DOCUMENT:
━━━━━━━━
En plus de l'accord entre la
raison et la foi, il faut reconnaître, d'autre part, que celles-ci font appel à
des processus de connaissance différents. La raison accueille une vérité en
vertu de son évidence intrinsèque, médiate ou immédiate; la foi, en revanche,
accepte une vérité sur la base de l'autorité de la Parole de Dieu qui est
révélée. Saint Thomas écrit au début de sa Summa Theologiae: «L'ordre
des sciences est double; certaines procèdent de principes connus à travers la
lumière naturelle de la raison, comme les mathématiques, la géométrie et
équivalents; d'autres procèdent de principes connus à travers une science
supérieure, c'est-à-dire la science de Dieu et des saints» (I, q. 1, a. 2).
Cette distinction assure
l'autonomie autant des sciences humaines que des sciences théologiques.
Celle-ci n'équivaut pas toutefois à une séparation, mais implique plutôt une
collaboration réciproque et bénéfique. La foi, en effet, protège la raison de
toute tentation de manquer de confiance envers ses propres capacités, elle
l'encourage à s'ouvrir à des horizons toujours plus vastes, elle garde vivante
en elle la recherche des fondements et, quand la raison elle-même s'applique à
la sphère surnaturelle du rapport entre Dieu et l'homme, elle enrichit son
travail. Selon saint Thomas, par exemple, la raison humaine peut sans aucun
doute parvenir à l’affirmation de l'existence d'un Dieu unique, mais seule la
foi, qui accueille la Révélation divine, est en mesure de puiser au mystère de
l'Amour du Dieu Un et Trine.
━━━━━━━━
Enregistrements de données
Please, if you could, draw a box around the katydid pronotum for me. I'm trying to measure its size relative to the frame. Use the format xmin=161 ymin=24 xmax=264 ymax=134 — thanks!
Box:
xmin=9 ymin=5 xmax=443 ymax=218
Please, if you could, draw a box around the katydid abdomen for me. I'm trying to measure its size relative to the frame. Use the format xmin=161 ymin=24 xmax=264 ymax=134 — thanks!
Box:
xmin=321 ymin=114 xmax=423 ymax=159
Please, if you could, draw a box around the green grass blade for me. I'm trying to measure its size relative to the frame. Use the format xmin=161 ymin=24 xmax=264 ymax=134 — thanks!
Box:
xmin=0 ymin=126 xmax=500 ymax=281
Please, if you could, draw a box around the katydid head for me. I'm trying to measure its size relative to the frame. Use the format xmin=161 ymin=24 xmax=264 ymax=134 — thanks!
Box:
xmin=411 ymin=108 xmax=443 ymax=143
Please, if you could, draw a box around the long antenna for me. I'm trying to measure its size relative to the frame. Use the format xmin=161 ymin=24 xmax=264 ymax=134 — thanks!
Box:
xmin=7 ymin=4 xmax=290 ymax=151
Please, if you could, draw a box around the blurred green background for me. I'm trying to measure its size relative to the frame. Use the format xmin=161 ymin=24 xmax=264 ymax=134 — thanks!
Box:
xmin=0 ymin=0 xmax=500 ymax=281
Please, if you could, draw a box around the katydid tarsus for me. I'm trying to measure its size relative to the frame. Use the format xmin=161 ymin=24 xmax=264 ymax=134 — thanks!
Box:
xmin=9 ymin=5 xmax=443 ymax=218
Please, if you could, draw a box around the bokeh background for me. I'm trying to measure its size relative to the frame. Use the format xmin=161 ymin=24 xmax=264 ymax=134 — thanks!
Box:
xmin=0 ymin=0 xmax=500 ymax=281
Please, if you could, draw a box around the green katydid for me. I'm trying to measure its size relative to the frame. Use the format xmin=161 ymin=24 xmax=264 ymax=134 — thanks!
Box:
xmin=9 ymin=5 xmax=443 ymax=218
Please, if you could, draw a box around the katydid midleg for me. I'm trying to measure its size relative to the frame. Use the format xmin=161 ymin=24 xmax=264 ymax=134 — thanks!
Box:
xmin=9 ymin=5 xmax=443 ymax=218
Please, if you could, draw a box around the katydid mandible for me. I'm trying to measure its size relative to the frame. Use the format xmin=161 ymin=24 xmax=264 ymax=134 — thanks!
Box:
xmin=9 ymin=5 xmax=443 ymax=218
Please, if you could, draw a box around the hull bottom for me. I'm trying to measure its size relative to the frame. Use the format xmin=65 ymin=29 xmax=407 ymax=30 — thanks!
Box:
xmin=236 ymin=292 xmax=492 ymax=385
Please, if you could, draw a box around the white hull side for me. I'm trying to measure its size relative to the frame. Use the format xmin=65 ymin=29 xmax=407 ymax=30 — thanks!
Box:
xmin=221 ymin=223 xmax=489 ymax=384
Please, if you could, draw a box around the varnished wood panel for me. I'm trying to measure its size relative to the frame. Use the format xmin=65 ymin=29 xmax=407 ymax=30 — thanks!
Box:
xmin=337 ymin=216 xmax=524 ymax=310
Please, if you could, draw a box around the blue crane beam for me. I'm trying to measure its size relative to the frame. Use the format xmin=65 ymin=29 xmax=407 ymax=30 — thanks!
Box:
━━━━━━━━
LISTE DES TÂCHES:
**1)** Énumérez tout ce que la foi fait pour la raison d'après le texte sur la raison et la foi.
**2)** Dans le texte sur la raison et la foi, sur quelle base la foi accepte-t-elle une vérité ?
**3)** Poursuivez le texte sur la raison et la foi après sa dernière phrase.
Le listing forme un matériau indépendant du texte sur la raison et la foi.

RÉPONSES AUX TÂCHES:
**1)**
- Elle protège la raison de toute tentation de manquer de confiance envers ses propres capacités.
- Elle l'encourage à s'ouvrir à des horizons toujours plus vastes.
- Elle garde vivante en elle la recherche des fondements.
- Elle enrichit son travail quand la raison s'applique à la sphère surnaturelle du rapport entre Dieu et l'homme.

**2)** Sur la base de l'autorité de la Parole de Dieu qui est révélée.

**3)**
Par ailleurs, ce n'est pas
seulement la foi qui aide la raison. La raison elle aussi, avec ses moyens,
peut faire quelque chose d'important pour la foi, en lui rendant un triple
service que saint Thomas résume dans le préambule de son commentaire au De
Trinitate de Boèce: «Démontrer les fondements de la foi; expliquer à
travers des similitudes les vérités de la foi; repousser les objections qui
sont soulevées contre la foi» (q. 2,
a. 2). Toute l'histoire de la théologie est, au fond,
l'exercice de cet engagement de l'intelligence, qui montre l'intelligibilité de
la foi, son articulation et son harmonie interne, son caractère raisonnable, sa
capacité à promouvoir le bien de l'homme. La justesse des raisonnements
théologiques et leur signification réelle de connaissance se basent sur la
valeur du langage théologique, qui est, selon saint Thomas, principalement un
langage analogique. La distance entre Dieu, le Créateur, et l'être de ses
créatures est infinie; la dissimilitude est toujours plus grande que la
similitude (cf. DS 806). Malgré tout, dans toute la différence entre le
Créateur et la créature, il existe une analogie entre l'être créé et l'être du
Créateur, qui nous permet de parler avec des paroles humaines sur Dieu.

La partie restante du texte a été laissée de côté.